_Exercise aim_
Repeat all of the data exactly. Leave nothing out.

---------- Source material

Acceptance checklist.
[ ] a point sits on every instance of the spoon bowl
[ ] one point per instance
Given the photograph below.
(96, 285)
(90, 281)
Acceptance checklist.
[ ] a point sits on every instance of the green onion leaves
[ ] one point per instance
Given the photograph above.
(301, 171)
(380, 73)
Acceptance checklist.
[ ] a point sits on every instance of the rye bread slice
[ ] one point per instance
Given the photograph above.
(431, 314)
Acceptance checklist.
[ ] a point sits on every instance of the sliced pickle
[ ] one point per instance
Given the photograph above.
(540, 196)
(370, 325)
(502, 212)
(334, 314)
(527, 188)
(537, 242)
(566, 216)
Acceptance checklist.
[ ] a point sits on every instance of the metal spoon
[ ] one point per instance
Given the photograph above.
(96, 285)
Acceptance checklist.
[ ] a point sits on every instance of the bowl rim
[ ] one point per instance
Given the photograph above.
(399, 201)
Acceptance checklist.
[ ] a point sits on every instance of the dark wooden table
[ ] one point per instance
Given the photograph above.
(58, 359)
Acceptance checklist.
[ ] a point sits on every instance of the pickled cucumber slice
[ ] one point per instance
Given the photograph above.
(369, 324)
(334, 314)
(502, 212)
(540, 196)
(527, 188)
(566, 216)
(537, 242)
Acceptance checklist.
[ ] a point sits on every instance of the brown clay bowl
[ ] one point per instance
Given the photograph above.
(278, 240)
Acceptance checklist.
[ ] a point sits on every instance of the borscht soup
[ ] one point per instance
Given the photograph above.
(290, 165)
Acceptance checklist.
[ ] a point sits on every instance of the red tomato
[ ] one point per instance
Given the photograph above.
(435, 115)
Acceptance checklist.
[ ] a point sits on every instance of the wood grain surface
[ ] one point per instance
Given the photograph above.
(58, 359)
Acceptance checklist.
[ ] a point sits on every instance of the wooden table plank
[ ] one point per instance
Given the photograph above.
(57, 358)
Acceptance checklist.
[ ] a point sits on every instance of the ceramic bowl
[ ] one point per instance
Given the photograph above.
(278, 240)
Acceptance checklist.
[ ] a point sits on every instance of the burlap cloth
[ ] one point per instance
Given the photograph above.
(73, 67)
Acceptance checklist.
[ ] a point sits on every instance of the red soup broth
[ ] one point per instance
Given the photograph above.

--------------------

_Worked solution_
Acceptance checklist.
[ ] a point sits on every instance of the spoon bowl
[ ] one point per instance
Given the photograph below.
(96, 285)
(90, 281)
Acceptance checklist.
[ ] a point sits on every instance of the green onion leaves
[ ] one point per instance
Given the photograph above.
(301, 171)
(380, 73)
Acceptance checklist.
[ ] a point sits on every instance of the rye bread slice
[ ] one point per instance
Given the photograph above.
(431, 314)
Acceptance checklist.
[ ] a point sits on every instance of the sliced pickle
[ ] one point per instance
Given the photograph above.
(540, 196)
(370, 325)
(502, 212)
(334, 314)
(527, 188)
(537, 242)
(566, 216)
Acceptance checklist.
[ ] a point sits on every instance of the metal spoon
[ ] one point per instance
Given the photograph above.
(96, 285)
Acceptance checklist.
[ ] a point sits on every instance of the bowl rim
[ ] one point per instance
Given the photograph above.
(399, 201)
Acceptance checklist.
[ ] a point sits on every instance of the dark wooden table
[ ] one point per instance
Given the photograph above.
(58, 359)
Acceptance checklist.
[ ] a point sits on every instance of the pickled cucumber slice
[ ] one point per instance
Given the photograph above.
(369, 324)
(334, 314)
(502, 212)
(540, 196)
(527, 188)
(566, 216)
(537, 242)
Acceptance checklist.
[ ] a point sits on every instance of the brown clay bowl
[ ] one point per instance
Given the photograph above.
(278, 240)
Acceptance checklist.
[ ] a point sits on every instance of the borscht soup
[ ] one point per instance
Given the photograph above.
(290, 165)
Acceptance checklist.
[ ] a point sits on every instance of the red tomato
[ ] one point per instance
Given the photograph above.
(435, 115)
Acceptance checklist.
[ ] a point sits on every instance of the wood grain surface
[ ] one point per instance
Given the photograph above.
(58, 359)
Acceptance checklist.
[ ] a point sits on every instance of the wooden table plank
[ ] one point per instance
Given the photograph above.
(57, 358)
Acceptance checklist.
[ ] a point sits on every instance of the ceramic bowl
[ ] one point per instance
Given the photograph above.
(278, 240)
Acceptance checklist.
[ ] a point sits on every instance of the burlap cloth
[ ] one point per instance
Given the photograph above.
(73, 67)
Acceptance checklist.
[ ] a point sits on every instance of the red soup broth
[ ] one point per instance
Given the photograph above.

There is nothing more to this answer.